Directives:
(1) In the mailing-list post on probability measures, what was the theorem a byproduct of?
(2) In the mailing-list post on probability measures, restate the quoted paragraph beginning "I have a recollection" as a short bulleted list that keeps its main facts.
(3) Resume the mailing-list reply about probability measures, writing on from its final words.

# Page extract start

[FOM] Concerning Probability Measures
Robert M. Solovay
solovay at Math.Berkeley.EDU
Thu Feb 16 18:35:34 EST 2006
On Thu, 16 Feb 2006, Harvey Friedman wrote:
> I have a recollection that there is an old result of Solovay that is
> relevant to the discussion with Shipman about RVM. It is a result about ZF
> without choice (say with dependent choice):
>
> ZFDC + "there is a countably additive probability measure on all subsets of
> [0,1]"
>
> and
>
> ZF
>
> are equiconsistent (in fact, mutually interpretable).
Yes,this is correct [and my theorem]. It was the byproduct of my
first attempt to prove the consistency of "All sets Lebesgue measurable"
with DC. I think Sacks published a proof of this under the title
"Measure-theoretic uniformity"

# Page extract end
# Records supplied start

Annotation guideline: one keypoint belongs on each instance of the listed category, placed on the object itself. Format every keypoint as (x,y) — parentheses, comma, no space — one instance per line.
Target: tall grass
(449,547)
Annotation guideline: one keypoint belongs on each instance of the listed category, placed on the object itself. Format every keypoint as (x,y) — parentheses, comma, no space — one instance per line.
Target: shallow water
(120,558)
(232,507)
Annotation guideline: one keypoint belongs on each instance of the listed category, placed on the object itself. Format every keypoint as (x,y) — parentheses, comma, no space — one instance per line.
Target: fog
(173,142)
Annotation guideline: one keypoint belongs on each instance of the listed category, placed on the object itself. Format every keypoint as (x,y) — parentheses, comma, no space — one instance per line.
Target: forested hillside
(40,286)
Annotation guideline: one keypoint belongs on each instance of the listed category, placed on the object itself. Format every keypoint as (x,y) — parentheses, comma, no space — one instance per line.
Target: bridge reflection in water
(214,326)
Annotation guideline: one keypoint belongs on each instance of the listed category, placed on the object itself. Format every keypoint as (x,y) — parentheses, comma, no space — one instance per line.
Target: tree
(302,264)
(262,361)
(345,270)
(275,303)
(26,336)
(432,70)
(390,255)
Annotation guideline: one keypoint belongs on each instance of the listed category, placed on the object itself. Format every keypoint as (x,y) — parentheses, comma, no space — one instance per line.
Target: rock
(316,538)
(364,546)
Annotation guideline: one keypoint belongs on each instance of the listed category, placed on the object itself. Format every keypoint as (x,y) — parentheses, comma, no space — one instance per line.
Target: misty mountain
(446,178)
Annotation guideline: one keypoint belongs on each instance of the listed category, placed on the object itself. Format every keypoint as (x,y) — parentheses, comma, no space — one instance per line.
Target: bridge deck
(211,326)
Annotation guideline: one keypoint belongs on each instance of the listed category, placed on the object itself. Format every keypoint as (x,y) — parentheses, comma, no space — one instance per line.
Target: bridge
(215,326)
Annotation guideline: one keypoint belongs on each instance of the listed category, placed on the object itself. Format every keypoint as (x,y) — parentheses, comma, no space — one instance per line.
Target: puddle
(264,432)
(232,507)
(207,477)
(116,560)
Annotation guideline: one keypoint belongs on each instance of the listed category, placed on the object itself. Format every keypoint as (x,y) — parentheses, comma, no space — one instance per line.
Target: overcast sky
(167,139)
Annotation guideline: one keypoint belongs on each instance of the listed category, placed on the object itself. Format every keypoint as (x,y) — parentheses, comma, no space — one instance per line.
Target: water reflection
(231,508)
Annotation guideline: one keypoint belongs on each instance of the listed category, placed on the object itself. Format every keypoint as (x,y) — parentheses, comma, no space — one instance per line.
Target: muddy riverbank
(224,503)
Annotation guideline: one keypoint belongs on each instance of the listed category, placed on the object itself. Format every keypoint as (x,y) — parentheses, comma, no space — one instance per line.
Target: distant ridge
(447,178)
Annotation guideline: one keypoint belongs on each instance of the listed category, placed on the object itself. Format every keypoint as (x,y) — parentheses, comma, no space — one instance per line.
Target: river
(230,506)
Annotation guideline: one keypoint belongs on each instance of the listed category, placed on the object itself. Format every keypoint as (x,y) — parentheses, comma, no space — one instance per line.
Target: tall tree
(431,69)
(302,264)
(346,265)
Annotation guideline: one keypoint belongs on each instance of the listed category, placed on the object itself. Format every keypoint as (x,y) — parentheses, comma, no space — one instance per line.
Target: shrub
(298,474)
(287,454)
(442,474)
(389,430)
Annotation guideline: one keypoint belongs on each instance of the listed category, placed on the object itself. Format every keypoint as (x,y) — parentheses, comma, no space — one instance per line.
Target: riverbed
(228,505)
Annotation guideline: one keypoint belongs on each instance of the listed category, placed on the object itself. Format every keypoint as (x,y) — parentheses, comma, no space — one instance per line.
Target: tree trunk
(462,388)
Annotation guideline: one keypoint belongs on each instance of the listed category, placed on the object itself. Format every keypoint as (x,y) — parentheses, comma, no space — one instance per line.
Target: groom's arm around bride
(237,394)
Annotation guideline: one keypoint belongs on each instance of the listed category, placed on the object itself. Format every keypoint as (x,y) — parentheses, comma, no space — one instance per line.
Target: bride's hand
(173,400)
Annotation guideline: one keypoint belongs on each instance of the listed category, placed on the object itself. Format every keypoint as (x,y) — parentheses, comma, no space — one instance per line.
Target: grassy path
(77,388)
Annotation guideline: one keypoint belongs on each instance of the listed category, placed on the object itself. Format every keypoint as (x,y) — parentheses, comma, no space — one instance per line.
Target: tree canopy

# Records supplied end

Outputs by task:
(1) It was a byproduct of Solovay's first attempt to prove the consistency of "All sets Lebesgue measurable" with DC.

(2)
- Harvey Friedman recalls an old result of Solovay that bears on the discussion with Shipman about RVM.
- The result concerns ZF without choice, for example with dependent choice.
- It holds that ZFDC plus "there is a countably additive probability measure on all subsets of [0,1]" and ZF are equiconsistent, and in fact mutually interpretable.

(3)
>
> Correct me if I am wrong. (Adding omega_2 random reals and taking L(R)?).
As I recall, even adding omega_1 random reals and taking L(R) will
work. One has to interpret "omega-1 random reals" correctly: use the
product measure on the product of omega_1 copies of [0,1] and then force
with the sets of positive measure. omega_2 reals will work just as well
and give, in fact, the same class of models.
--Bob Solovay
>
> This means that the great strength of "there is a ... " is dependent on
> having the axiom of choice.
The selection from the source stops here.